**Your goal**
Rewrite the rows below, replacing "coral reef rock" with "reef boulder" and keeping everything else unchanged. Leave the pictures out of your answer.

**Exercise input**
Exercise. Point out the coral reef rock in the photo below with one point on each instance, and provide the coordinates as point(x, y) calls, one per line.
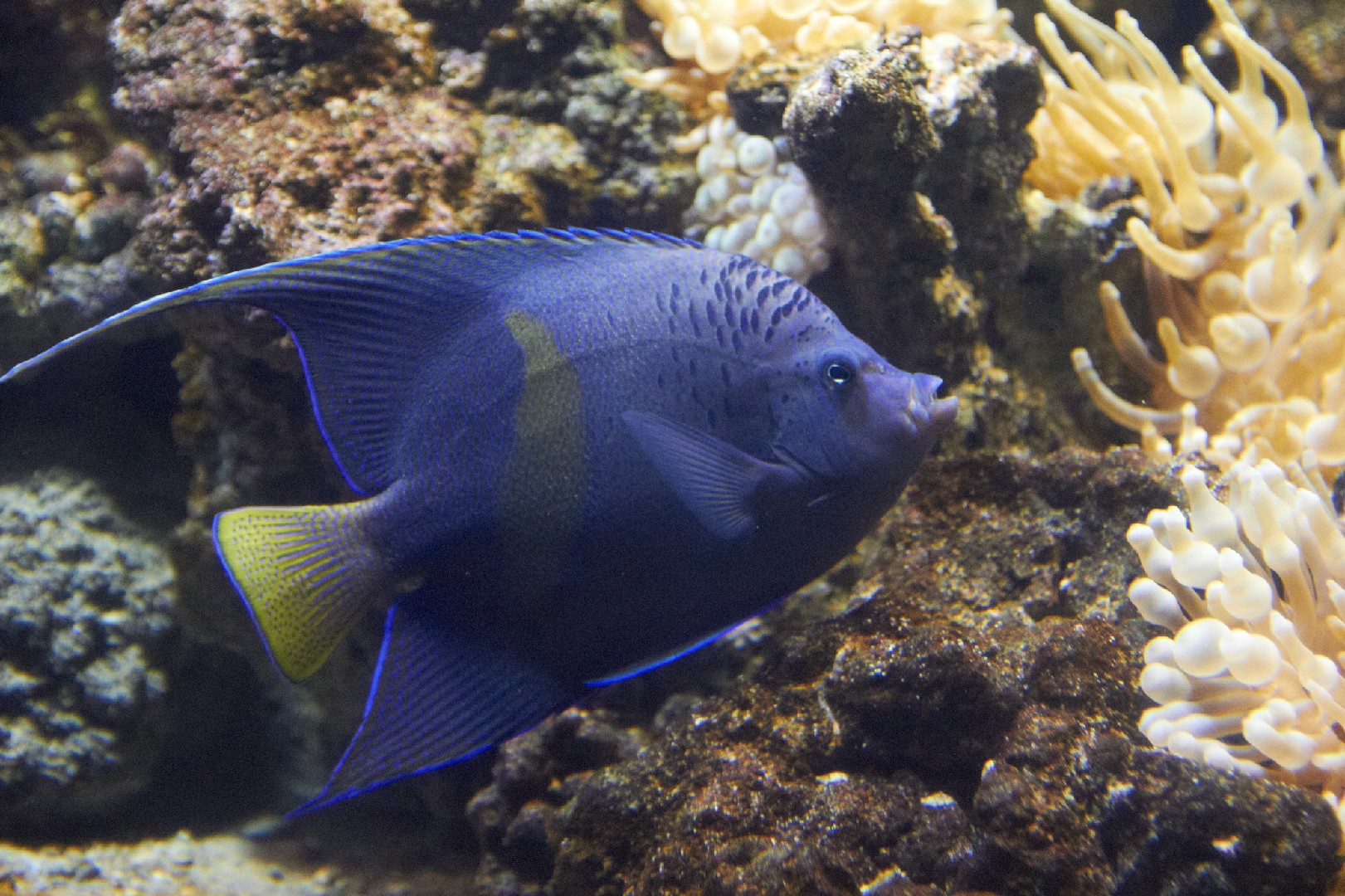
point(966, 723)
point(66, 221)
point(85, 611)
point(918, 149)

**Written answer**
Exercise. Point out the reef boulder in the photo below with one point on each instance, and provide the coordinates as point(x, y) calls, one per line.
point(966, 723)
point(66, 221)
point(85, 611)
point(918, 149)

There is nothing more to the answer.